#### WHAT YOU WILL DO
From the line below that contains "box: [356, 475, 373, 489]" to the line that contains "negative clicks: (492, 486) (478, 489)", repeat every line exactly, both ends included, and nothing else.
═══ STUDY MATERIAL
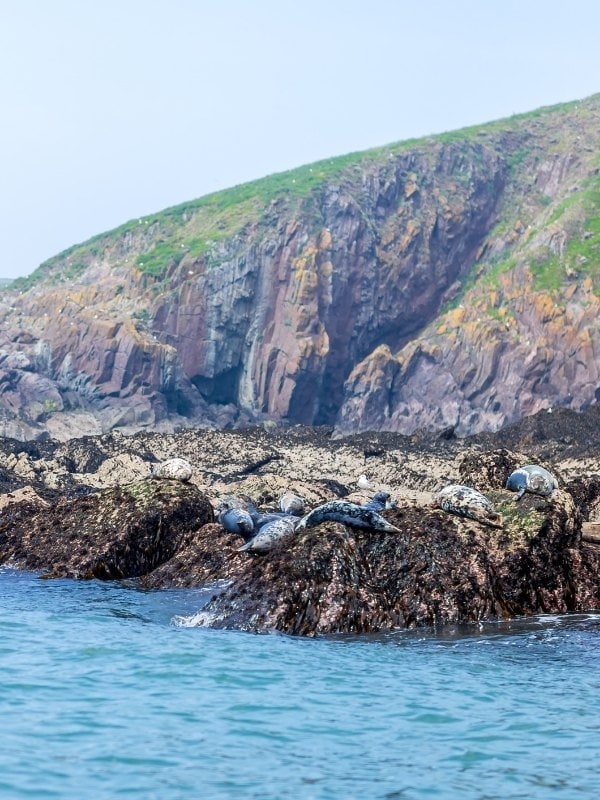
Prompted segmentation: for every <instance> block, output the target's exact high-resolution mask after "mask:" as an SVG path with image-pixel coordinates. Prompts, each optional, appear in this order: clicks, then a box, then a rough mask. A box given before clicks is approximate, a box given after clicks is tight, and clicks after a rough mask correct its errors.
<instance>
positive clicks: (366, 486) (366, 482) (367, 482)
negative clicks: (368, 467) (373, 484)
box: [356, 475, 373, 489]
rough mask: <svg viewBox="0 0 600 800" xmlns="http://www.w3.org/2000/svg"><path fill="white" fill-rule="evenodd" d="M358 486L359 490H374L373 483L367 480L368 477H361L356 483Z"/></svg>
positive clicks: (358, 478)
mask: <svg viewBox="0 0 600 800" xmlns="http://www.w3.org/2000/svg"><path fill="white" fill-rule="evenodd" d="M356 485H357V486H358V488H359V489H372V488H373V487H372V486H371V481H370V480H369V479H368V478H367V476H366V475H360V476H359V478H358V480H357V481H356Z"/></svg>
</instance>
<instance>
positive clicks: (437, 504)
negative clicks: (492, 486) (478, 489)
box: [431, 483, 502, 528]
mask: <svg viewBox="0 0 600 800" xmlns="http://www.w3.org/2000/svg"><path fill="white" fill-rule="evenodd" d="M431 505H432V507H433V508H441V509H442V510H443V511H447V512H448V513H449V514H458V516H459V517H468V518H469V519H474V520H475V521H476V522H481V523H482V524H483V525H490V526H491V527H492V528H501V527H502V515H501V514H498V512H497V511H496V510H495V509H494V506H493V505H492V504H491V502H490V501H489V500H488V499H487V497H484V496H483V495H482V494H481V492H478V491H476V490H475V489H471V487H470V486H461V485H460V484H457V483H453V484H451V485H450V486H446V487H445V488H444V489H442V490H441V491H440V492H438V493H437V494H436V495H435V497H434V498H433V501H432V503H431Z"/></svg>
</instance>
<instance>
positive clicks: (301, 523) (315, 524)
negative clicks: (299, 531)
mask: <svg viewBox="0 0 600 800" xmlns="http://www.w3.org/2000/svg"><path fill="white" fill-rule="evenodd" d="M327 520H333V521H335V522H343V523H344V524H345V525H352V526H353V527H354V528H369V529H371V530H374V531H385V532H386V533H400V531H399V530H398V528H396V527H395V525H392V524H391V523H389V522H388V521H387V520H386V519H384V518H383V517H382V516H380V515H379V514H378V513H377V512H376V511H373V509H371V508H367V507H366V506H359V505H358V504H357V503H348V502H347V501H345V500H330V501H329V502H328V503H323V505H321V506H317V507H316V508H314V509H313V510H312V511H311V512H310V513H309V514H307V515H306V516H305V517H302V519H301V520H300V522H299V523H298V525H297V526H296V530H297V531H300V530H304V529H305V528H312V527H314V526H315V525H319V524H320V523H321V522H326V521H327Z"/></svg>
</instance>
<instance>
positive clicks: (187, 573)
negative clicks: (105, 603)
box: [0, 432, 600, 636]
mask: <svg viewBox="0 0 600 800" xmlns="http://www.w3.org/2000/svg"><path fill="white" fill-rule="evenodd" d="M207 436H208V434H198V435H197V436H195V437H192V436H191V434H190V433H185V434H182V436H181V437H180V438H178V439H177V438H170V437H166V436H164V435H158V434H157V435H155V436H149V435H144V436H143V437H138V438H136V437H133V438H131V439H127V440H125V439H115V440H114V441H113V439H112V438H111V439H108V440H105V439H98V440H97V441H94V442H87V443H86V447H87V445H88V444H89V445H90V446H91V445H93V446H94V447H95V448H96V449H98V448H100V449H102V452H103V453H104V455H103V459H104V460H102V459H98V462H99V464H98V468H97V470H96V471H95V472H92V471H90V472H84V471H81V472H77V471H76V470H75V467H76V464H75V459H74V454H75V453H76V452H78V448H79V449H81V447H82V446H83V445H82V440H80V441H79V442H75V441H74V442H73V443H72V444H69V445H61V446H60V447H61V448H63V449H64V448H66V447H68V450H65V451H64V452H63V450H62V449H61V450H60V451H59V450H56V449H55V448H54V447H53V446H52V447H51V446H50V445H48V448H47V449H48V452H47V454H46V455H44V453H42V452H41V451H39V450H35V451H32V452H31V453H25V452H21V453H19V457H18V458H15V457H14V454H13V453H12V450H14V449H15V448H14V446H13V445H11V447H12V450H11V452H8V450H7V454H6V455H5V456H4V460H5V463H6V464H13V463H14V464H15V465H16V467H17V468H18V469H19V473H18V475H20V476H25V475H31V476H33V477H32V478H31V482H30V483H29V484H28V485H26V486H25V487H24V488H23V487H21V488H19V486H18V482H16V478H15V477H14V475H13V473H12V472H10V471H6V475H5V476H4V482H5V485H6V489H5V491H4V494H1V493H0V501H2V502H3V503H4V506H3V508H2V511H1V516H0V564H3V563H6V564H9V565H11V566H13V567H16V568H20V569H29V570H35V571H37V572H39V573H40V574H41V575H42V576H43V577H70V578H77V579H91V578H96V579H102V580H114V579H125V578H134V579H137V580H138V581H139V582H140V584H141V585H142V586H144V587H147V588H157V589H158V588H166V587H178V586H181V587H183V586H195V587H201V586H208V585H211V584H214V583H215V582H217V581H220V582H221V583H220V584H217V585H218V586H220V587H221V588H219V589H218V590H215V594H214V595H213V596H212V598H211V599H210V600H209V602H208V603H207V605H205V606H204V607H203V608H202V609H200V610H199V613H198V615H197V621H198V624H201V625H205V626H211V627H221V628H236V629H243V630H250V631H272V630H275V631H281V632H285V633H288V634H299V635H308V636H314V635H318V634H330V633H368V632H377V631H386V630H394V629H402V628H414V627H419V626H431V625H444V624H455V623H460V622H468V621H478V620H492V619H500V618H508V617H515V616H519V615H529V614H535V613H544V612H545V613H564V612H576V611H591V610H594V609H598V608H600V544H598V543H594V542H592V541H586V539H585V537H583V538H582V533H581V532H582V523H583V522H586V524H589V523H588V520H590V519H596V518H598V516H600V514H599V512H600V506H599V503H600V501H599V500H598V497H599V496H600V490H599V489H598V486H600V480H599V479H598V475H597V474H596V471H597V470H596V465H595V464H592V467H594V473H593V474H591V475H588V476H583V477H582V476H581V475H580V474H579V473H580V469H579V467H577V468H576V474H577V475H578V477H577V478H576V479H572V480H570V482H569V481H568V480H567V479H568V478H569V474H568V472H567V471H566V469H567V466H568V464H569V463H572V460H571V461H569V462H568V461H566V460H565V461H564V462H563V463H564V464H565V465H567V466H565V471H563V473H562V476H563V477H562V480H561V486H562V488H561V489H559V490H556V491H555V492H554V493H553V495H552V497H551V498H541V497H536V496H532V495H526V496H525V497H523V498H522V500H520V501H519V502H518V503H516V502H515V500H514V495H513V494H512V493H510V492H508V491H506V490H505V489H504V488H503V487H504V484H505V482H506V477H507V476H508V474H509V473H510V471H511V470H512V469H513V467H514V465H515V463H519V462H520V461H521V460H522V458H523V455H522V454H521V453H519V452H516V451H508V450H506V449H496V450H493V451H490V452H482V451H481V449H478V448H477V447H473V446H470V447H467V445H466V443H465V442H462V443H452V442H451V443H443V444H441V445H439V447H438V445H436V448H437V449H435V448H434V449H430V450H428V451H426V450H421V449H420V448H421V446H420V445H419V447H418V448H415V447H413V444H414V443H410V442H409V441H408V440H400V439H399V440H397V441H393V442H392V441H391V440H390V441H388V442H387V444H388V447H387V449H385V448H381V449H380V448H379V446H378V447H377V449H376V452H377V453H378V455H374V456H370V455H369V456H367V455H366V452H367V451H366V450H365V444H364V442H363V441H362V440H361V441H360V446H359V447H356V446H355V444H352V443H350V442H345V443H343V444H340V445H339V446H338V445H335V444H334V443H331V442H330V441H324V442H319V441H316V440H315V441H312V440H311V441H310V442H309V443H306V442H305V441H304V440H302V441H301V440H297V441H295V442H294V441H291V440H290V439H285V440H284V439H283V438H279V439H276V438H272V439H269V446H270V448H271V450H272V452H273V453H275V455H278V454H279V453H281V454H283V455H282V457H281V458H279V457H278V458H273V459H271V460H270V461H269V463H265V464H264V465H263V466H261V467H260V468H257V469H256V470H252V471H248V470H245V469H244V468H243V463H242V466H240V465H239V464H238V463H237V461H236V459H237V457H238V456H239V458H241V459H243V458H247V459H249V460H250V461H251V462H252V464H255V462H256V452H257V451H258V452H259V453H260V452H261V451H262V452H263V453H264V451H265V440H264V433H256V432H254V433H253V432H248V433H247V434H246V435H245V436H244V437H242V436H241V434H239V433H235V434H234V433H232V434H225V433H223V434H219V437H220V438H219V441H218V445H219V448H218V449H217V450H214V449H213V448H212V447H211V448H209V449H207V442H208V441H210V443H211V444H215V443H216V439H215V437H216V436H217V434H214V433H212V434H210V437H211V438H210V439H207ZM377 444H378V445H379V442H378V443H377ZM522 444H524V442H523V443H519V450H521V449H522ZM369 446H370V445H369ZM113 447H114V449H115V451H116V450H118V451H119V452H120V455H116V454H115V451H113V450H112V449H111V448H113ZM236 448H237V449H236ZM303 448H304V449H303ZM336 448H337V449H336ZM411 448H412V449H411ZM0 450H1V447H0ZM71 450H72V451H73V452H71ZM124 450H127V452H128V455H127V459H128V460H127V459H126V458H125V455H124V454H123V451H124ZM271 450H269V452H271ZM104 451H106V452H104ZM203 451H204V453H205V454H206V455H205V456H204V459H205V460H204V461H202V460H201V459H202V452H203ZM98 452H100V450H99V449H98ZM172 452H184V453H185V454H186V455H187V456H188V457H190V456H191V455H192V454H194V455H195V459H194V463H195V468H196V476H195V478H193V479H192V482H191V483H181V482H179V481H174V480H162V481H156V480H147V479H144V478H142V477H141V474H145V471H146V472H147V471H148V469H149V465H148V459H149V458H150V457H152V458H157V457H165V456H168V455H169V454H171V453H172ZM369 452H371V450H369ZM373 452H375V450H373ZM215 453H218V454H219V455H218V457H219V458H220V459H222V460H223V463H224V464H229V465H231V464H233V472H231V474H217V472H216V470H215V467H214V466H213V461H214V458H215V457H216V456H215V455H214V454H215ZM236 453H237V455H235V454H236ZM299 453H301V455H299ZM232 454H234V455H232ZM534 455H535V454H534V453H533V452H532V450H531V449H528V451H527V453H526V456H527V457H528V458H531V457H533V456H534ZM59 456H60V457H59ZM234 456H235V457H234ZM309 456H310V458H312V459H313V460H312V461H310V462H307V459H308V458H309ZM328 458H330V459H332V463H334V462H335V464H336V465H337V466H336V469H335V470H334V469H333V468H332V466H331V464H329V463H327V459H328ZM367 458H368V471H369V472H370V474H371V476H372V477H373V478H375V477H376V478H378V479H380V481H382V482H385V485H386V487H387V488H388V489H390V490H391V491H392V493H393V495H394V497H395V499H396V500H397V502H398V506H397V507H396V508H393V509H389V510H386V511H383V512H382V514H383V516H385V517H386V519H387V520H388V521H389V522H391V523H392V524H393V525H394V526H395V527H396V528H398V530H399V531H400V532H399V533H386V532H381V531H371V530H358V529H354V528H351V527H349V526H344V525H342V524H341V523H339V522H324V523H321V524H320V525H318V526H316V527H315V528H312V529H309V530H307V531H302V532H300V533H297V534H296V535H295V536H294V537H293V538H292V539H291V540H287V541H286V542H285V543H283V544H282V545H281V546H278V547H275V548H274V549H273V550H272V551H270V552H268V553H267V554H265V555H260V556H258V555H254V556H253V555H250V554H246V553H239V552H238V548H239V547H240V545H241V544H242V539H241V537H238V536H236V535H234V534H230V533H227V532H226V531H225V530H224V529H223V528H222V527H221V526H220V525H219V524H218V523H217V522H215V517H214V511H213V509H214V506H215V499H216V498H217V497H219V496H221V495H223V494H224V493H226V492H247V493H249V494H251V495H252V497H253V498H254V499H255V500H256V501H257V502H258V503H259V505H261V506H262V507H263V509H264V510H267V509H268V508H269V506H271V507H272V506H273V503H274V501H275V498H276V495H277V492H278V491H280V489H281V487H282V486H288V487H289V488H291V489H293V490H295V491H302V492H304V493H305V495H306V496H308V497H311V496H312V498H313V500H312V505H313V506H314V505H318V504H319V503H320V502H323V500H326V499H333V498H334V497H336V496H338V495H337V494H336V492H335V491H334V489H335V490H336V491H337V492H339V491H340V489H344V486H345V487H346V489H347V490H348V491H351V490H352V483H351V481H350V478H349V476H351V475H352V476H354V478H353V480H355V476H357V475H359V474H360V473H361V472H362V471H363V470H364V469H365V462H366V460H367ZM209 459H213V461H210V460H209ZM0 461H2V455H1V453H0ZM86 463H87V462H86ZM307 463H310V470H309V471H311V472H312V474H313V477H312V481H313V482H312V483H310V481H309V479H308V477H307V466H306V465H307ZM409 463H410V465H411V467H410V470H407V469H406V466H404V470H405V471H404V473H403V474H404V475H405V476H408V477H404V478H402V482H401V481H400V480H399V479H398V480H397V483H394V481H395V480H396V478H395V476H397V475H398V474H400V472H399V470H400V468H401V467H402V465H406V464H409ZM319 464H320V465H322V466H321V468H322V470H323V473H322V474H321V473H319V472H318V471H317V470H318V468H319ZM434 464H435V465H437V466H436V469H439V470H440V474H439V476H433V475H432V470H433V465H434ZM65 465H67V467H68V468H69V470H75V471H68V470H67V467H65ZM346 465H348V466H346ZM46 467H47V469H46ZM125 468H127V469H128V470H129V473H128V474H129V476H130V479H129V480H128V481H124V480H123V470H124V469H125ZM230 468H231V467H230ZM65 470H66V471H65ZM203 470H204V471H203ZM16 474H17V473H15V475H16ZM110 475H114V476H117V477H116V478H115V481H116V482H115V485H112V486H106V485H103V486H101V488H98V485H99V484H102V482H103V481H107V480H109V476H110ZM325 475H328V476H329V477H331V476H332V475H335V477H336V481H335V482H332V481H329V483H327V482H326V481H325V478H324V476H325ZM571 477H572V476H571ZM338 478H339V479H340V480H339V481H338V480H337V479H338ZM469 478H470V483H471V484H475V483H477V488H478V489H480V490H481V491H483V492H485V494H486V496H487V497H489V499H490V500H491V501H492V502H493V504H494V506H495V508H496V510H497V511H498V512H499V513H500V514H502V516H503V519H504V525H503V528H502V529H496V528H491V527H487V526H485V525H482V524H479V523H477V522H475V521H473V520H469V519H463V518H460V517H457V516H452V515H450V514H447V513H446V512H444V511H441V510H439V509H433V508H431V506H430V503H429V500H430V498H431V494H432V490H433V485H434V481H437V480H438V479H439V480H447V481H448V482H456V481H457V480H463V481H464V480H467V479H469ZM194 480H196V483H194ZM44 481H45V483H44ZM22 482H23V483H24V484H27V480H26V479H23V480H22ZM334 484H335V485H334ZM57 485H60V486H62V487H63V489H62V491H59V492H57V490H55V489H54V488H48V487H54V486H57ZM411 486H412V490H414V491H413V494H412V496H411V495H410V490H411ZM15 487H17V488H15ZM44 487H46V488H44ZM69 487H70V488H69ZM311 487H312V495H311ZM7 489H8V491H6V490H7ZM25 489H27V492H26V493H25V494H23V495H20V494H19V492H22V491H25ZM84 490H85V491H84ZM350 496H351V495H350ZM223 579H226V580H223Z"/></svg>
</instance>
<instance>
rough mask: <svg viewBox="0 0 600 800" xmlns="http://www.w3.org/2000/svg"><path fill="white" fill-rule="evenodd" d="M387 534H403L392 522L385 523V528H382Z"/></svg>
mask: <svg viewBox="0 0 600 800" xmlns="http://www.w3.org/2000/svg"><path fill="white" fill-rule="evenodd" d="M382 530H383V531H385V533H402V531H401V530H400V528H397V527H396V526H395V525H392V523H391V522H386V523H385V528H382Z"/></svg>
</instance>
══════
#### THE ANSWER
box: [356, 475, 373, 489]
rough mask: <svg viewBox="0 0 600 800" xmlns="http://www.w3.org/2000/svg"><path fill="white" fill-rule="evenodd" d="M358 486L359 490H374L373 483L367 480L368 477H361L356 483Z"/></svg>
positive clicks: (358, 478)
mask: <svg viewBox="0 0 600 800" xmlns="http://www.w3.org/2000/svg"><path fill="white" fill-rule="evenodd" d="M356 485H357V486H358V488H359V489H372V488H373V487H372V486H371V481H370V480H369V479H368V478H367V476H366V475H360V476H359V478H358V480H357V481H356Z"/></svg>
</instance>
<instance>
positive clicks: (437, 504)
negative clicks: (492, 486) (478, 489)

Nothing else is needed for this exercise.